[ISN] Hacking for Charity

From: InfoSec News (alerts@private)
Date: Mon Aug 27 2007 - 00:33:46 PDT


http://www.darkreading.com/document.asp?doc_id=132333

By Kelly Jackson Higgins
Senior Editor
Dark Reading 
August 23, 2007

A new organization called ihackcharities.org is recruiting skilled 
hackers to do volunteer work for nonprofit charitable organizations. 
(No, not to hack them.)

Ihackcharities.org is the brainchild of professional hacker and author 
Johnny Long, who founded the organization last month after a trip to 
Uganda with his wife to assist an organization helping widows and 
orphans of HIV/AIDS in that country. Long says the organization, which 
recently gained 501(c)(3) tax-exemption status, already has its first 
project underway -- building (and securing) a Website for a Ugandan song 
and dance group called Predestined that writes music and songs that 
raise awareness and funds for HIV/AIDS efforts.

Stored data.
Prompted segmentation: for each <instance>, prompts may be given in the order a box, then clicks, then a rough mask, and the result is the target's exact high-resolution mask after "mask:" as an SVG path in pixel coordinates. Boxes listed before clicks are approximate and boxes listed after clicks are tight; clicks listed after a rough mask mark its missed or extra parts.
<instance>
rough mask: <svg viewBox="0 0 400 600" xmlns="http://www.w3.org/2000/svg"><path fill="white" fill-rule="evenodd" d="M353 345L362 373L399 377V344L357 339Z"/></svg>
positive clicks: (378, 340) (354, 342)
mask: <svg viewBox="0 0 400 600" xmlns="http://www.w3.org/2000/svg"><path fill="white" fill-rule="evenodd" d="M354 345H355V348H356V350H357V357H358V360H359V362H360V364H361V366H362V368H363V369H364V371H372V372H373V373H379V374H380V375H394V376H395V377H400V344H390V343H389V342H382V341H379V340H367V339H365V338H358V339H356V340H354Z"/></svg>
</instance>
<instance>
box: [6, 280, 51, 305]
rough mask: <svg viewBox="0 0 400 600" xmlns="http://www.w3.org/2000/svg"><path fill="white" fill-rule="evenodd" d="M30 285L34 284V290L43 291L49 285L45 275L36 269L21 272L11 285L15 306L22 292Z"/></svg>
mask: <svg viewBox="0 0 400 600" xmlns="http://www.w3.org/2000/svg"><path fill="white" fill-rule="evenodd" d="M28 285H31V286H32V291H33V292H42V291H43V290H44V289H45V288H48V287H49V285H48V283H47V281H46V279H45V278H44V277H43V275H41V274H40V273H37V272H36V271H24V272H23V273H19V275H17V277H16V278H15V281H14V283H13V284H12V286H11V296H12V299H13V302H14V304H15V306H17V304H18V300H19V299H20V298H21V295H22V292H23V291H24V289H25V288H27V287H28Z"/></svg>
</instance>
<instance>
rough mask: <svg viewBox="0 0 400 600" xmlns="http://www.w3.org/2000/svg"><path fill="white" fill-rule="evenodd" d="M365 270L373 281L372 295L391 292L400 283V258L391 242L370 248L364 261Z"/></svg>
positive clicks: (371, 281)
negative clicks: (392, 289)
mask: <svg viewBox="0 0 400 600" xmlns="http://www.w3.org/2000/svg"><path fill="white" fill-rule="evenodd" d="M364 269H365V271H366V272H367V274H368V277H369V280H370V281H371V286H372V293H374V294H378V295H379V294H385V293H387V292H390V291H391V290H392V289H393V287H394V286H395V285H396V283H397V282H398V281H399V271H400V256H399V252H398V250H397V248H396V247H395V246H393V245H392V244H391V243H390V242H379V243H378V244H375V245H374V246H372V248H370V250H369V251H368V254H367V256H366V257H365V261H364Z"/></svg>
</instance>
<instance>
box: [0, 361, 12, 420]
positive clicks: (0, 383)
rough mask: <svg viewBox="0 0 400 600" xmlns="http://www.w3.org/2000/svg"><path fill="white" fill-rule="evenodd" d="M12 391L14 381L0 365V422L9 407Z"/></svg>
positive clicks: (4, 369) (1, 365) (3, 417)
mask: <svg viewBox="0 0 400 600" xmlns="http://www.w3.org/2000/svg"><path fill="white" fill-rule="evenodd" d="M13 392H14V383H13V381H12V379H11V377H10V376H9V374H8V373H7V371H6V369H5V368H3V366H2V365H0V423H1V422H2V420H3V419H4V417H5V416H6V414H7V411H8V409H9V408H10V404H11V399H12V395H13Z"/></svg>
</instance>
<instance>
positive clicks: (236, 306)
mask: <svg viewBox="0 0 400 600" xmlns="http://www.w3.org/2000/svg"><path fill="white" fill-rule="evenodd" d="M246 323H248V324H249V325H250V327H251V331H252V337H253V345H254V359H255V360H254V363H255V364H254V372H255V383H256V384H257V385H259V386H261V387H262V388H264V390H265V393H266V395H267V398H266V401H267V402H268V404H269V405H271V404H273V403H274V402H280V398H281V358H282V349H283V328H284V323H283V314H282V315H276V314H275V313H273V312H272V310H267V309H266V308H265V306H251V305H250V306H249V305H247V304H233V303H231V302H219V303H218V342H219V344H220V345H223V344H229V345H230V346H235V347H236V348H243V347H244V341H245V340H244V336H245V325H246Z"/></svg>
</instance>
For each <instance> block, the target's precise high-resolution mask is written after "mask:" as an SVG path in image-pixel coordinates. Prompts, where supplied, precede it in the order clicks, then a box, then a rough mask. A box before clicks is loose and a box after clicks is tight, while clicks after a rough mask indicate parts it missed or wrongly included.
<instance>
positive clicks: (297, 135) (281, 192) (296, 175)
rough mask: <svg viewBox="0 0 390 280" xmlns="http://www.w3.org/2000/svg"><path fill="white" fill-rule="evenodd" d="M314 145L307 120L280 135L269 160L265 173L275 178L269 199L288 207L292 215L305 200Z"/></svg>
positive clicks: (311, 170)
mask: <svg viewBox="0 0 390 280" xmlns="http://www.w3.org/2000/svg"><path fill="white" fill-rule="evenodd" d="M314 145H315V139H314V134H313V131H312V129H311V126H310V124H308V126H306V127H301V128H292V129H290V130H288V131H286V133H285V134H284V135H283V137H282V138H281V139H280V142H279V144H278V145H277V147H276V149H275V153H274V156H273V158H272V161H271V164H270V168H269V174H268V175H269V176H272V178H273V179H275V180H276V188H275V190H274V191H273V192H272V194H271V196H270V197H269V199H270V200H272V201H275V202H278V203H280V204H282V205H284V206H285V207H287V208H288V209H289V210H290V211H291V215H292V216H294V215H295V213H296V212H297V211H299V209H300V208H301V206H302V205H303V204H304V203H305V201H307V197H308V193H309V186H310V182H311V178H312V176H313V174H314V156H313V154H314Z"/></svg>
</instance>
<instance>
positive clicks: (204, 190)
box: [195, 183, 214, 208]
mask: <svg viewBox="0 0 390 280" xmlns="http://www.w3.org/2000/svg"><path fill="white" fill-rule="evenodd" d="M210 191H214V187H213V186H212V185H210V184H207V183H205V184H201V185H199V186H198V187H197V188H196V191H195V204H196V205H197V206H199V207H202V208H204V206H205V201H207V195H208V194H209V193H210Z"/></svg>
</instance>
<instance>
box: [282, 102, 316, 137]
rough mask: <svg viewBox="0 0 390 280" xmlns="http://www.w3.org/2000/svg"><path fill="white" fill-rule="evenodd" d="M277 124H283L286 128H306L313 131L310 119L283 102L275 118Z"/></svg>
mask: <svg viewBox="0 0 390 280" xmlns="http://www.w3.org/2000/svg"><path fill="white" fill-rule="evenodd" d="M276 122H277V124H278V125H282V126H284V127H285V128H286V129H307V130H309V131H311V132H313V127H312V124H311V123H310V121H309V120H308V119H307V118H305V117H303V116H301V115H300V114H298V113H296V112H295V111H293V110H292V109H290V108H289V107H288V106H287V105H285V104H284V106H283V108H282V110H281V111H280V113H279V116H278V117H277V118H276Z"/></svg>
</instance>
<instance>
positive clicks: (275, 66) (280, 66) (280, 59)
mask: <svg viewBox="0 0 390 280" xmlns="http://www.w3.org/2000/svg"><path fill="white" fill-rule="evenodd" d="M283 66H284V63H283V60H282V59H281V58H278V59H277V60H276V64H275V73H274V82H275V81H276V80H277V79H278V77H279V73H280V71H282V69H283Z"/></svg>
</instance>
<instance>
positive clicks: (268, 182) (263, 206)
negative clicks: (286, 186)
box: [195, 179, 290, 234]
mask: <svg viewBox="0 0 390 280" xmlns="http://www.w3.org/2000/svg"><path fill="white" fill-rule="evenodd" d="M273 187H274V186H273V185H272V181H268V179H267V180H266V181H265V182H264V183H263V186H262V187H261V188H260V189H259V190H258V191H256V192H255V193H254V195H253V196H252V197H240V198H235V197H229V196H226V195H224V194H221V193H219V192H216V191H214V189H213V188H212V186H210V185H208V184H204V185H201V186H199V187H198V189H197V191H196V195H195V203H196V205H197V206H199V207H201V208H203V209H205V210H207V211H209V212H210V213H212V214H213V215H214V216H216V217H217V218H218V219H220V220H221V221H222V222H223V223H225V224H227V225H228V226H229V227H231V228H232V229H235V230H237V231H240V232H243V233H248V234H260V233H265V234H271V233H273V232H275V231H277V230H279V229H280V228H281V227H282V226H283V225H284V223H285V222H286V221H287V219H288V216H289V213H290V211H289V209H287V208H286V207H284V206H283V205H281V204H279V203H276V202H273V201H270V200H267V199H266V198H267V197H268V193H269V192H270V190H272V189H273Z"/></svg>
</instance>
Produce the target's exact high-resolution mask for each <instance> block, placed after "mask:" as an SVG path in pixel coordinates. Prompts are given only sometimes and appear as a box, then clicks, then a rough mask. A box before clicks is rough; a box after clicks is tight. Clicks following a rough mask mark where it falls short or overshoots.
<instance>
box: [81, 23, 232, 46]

Action item. From the hacking-for-charity article above, quote the passage between "By Kelly Jackson" and "to hack them.)", inclusive.

Result.
By Kelly Jackson Higgins
Senior Editor
Dark Reading 
August 23, 2007

A new organization called ihackcharities.org is recruiting skilled 
hackers to do volunteer work for nonprofit charitable organizations. 
(No, not to hack them.)